#### BRIEF
Once the line containing "Where can you spot the fluffy" is found in the data below, output that line and every line after it through the last, unchanged and with nothing else.

[Photo-based referring expression data]
★ ★ ★ ★ ★

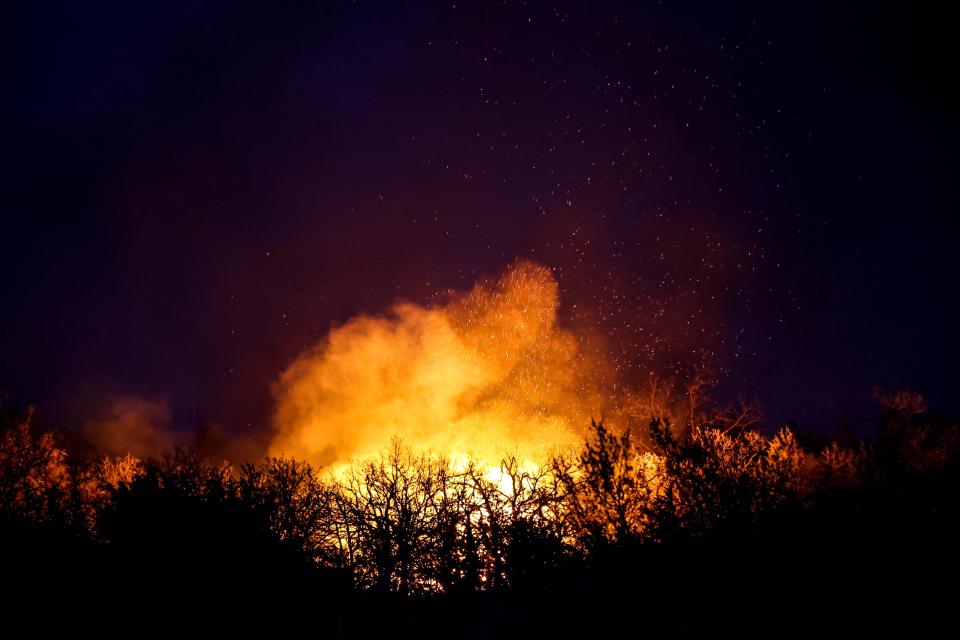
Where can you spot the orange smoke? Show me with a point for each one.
(487, 374)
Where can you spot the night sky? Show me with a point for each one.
(194, 192)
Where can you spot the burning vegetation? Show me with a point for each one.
(450, 452)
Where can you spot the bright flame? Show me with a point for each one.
(488, 374)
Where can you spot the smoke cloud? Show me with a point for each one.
(490, 372)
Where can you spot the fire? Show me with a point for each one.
(489, 373)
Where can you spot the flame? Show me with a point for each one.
(489, 373)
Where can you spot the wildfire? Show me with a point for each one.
(487, 374)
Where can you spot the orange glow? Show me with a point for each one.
(488, 374)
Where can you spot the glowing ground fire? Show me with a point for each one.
(489, 373)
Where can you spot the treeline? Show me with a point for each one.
(672, 508)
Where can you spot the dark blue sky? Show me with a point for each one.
(196, 191)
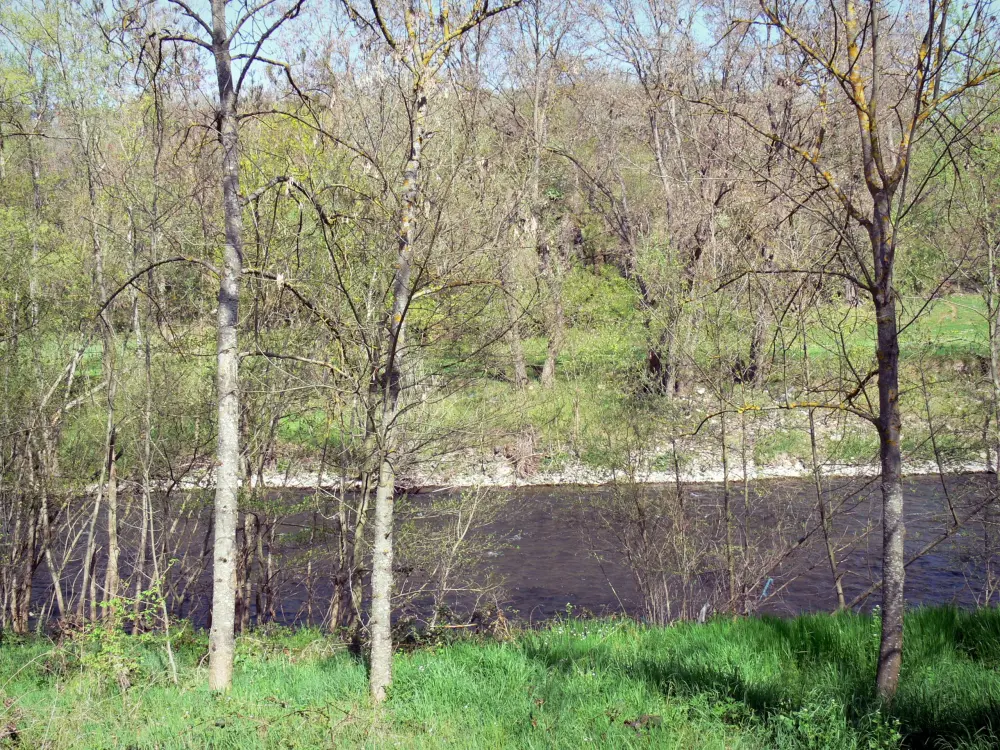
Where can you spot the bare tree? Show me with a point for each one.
(896, 77)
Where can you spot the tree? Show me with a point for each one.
(218, 35)
(422, 40)
(895, 74)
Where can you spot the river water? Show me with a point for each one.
(554, 562)
(552, 555)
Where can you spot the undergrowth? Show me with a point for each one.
(733, 683)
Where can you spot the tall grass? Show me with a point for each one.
(733, 683)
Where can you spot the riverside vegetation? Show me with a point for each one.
(759, 683)
(366, 247)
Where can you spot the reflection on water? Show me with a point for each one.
(554, 558)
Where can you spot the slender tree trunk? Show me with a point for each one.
(991, 516)
(514, 321)
(222, 636)
(556, 316)
(381, 624)
(893, 528)
(382, 584)
(826, 522)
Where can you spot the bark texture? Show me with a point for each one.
(222, 636)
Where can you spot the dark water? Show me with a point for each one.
(555, 565)
(554, 556)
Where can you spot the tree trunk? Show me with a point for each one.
(381, 626)
(556, 318)
(893, 529)
(222, 636)
(381, 617)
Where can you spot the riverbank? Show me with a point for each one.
(743, 683)
(454, 474)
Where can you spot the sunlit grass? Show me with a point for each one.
(733, 683)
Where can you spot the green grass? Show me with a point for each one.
(743, 683)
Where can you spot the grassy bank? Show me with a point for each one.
(755, 683)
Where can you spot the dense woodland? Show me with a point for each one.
(363, 247)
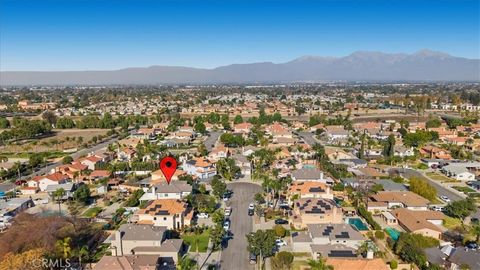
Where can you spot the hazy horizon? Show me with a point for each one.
(54, 35)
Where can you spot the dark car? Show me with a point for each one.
(253, 258)
(281, 221)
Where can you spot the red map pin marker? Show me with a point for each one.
(168, 166)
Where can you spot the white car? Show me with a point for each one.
(445, 198)
(202, 215)
(280, 242)
(226, 225)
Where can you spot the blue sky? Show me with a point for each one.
(102, 35)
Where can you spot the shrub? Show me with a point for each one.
(279, 230)
(393, 264)
(380, 235)
(368, 217)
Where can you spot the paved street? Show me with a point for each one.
(46, 169)
(308, 137)
(441, 190)
(235, 256)
(212, 139)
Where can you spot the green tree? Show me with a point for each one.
(200, 128)
(186, 263)
(238, 119)
(460, 209)
(82, 194)
(67, 160)
(422, 188)
(319, 264)
(63, 246)
(282, 260)
(279, 231)
(50, 117)
(219, 187)
(227, 169)
(262, 243)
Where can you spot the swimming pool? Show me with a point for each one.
(358, 223)
(394, 234)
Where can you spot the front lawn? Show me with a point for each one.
(202, 240)
(451, 223)
(92, 212)
(439, 177)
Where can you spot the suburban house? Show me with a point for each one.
(163, 190)
(357, 264)
(421, 222)
(243, 163)
(384, 200)
(200, 167)
(328, 240)
(68, 188)
(42, 182)
(310, 174)
(309, 189)
(159, 177)
(170, 213)
(129, 262)
(137, 239)
(311, 211)
(242, 128)
(218, 152)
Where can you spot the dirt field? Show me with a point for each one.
(61, 140)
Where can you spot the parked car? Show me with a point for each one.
(281, 221)
(226, 225)
(202, 215)
(253, 258)
(280, 242)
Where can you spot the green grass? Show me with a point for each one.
(92, 212)
(463, 189)
(302, 254)
(438, 177)
(297, 265)
(190, 239)
(451, 223)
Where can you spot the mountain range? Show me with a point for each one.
(424, 65)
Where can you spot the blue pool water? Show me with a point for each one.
(358, 224)
(394, 234)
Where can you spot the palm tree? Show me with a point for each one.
(58, 195)
(186, 263)
(64, 246)
(319, 264)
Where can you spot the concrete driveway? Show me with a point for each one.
(235, 256)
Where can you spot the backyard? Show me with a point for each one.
(192, 240)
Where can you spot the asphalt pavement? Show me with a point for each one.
(441, 189)
(82, 152)
(235, 256)
(212, 139)
(308, 137)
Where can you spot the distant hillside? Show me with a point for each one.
(424, 65)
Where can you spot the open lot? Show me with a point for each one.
(60, 140)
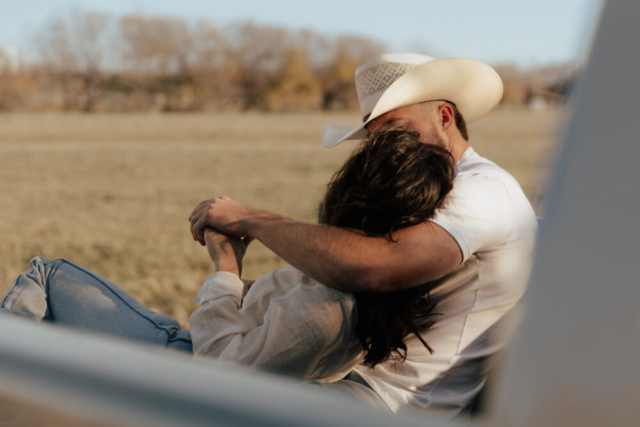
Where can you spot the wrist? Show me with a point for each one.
(229, 265)
(255, 222)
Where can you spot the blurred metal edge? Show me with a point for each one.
(121, 382)
(574, 358)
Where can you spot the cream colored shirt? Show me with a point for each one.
(287, 323)
(495, 226)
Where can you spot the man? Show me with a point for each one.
(476, 249)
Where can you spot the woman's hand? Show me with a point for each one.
(226, 252)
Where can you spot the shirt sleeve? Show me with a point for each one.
(478, 214)
(307, 332)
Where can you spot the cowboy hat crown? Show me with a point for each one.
(394, 80)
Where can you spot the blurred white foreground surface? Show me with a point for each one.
(575, 358)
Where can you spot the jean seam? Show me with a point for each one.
(13, 286)
(98, 278)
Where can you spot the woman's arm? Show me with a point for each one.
(225, 251)
(337, 257)
(303, 329)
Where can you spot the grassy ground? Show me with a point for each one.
(113, 192)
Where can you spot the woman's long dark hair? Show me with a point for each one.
(390, 182)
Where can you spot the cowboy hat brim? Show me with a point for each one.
(474, 87)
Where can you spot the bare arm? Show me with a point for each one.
(337, 257)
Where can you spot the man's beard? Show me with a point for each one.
(433, 138)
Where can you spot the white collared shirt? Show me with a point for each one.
(287, 323)
(495, 226)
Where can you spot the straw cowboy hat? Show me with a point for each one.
(394, 80)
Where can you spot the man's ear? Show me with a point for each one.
(446, 117)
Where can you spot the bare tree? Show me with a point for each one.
(72, 48)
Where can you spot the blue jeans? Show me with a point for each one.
(67, 294)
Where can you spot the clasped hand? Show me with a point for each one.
(216, 223)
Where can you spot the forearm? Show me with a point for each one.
(337, 257)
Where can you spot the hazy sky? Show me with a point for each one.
(527, 32)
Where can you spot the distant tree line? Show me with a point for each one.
(89, 61)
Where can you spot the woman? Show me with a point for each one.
(286, 322)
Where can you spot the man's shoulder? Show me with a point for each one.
(482, 179)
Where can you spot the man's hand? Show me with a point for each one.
(226, 252)
(220, 213)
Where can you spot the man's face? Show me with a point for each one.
(419, 117)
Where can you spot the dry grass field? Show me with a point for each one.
(113, 192)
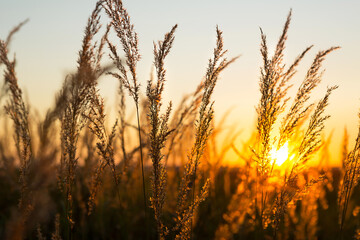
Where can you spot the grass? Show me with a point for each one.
(172, 183)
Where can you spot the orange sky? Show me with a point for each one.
(46, 49)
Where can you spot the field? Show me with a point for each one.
(159, 171)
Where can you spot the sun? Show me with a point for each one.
(280, 155)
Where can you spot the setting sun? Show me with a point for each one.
(281, 155)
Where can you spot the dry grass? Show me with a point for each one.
(171, 183)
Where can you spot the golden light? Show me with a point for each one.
(281, 155)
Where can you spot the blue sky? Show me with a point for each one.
(46, 48)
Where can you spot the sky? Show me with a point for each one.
(46, 49)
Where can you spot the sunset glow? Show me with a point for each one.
(281, 155)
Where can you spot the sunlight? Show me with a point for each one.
(281, 155)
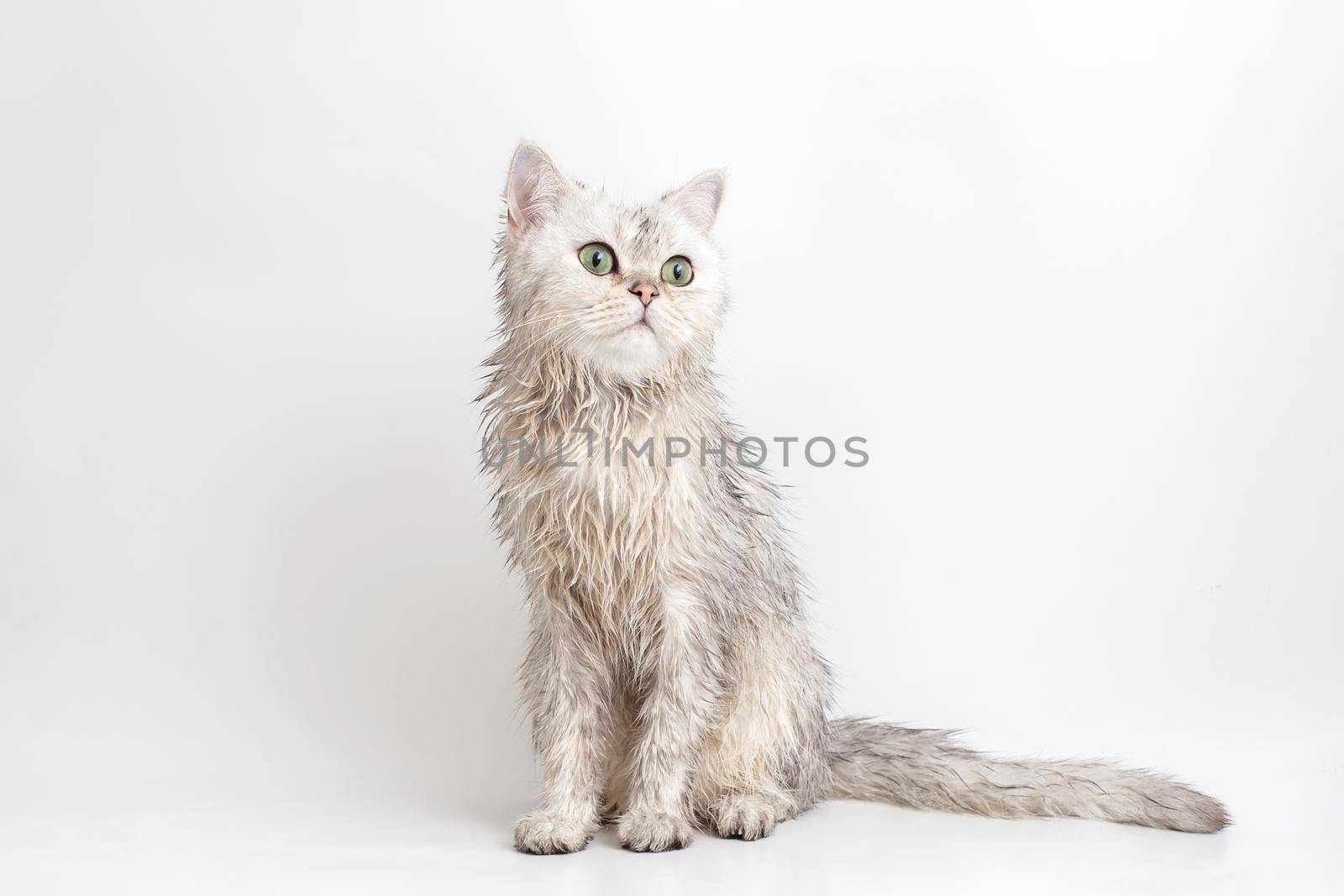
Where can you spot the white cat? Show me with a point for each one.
(669, 673)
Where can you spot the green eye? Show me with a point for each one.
(678, 271)
(598, 258)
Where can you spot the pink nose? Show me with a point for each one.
(647, 291)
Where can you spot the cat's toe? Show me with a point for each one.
(654, 832)
(549, 833)
(746, 815)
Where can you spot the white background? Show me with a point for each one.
(1073, 269)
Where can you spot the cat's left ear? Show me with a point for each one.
(699, 199)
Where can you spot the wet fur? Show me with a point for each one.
(669, 673)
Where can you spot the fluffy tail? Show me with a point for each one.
(927, 768)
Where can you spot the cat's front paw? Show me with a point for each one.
(548, 833)
(654, 832)
(748, 815)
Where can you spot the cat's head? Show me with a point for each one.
(624, 291)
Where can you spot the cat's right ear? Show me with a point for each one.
(534, 190)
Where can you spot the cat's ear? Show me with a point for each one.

★ ★ ★ ★ ★

#### TASK RESULT
Where can you spot the fluffy tail? Show me with a point for each one.
(927, 768)
Where can you spot the cat's front paw? Show me with a point for each one.
(548, 833)
(654, 832)
(748, 815)
Where can you spot the cat's head? Show me with a point for each one.
(624, 291)
Where can you spot the cat's right ear? Show me with a point for each one.
(534, 190)
Where can you spot the cat's ear? Show me with a point for each one.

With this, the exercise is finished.